With colleagues in Portugal, Jurgen Vercauteren of Belgium's Rega Institute analyzed incidence of MDR virus across Portugal. Vercauteren argued that earlier reports of MDR prevalence (overall rate regardless of detection time) offer a limited view of how MDR virus rates may be evolving [1]. He defined MDR HIV as virus to which one or no antiretrovirals are susceptible according to the Rega algorithm; by class resistance he meant virus to which no drugs in a class are susceptible. Vercauteren eliminated enfuvirtide, tipranavir, and darunavir as susceptible drugs in this analysis because they were not available over the whole study period, June 2001 through June 2006.
 
The analysis involved 3039 viral samples from 2373 antiretroviral-experienced people divided into five July-to-June periods, 2001-2002, 2002-2003, 2003-2004, 2004-2005, and 2005-2006. Incidence of MDR virus dropped significantly from 5.7% in 2001-2002, to 5.2%, 3.8%, 3.4%, and 2.7% in the following periods (P = 0.004). Risk of MDR virus in these Portuguese patients dwindled 18% yearly over this half-decade (odds ratio [OR] 0.82, 95% confidence interval [CI] 0.72 to 0.94).
 
Class resistance to nonnucleosides climbed from 2001-2002 through 2003-2004 (from 35.6% to 47.6%), then fell significantly in the following two periods (to 43.5% and 41.9%) (P < 0.02). Class resistance to nucleosides and protease inhibitors dropped significantly over the entire study period--from 13.5% to 6.1% (P < 0.001) for nucleosides, and from 10.6% to 7.3% (P = 0.015) for protease inhibitors.

### [Data]
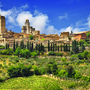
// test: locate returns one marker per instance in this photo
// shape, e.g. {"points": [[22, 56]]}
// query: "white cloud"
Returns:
{"points": [[62, 17]]}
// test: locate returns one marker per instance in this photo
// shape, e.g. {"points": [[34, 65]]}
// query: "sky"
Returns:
{"points": [[47, 16]]}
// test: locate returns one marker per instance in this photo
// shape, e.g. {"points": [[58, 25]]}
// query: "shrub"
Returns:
{"points": [[34, 54], [71, 52], [80, 56], [85, 78], [20, 70], [36, 70], [62, 72], [77, 75], [52, 53], [63, 59], [73, 57]]}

### [Assigned task]
Output the section of the text on MDR HIV incidence in Portugal exactly, from "Class resistance to nonnucleosides" up to and including "for protease inhibitors.".

### [Written answer]
Class resistance to nonnucleosides climbed from 2001-2002 through 2003-2004 (from 35.6% to 47.6%), then fell significantly in the following two periods (to 43.5% and 41.9%) (P < 0.02). Class resistance to nucleosides and protease inhibitors dropped significantly over the entire study period--from 13.5% to 6.1% (P < 0.001) for nucleosides, and from 10.6% to 7.3% (P = 0.015) for protease inhibitors.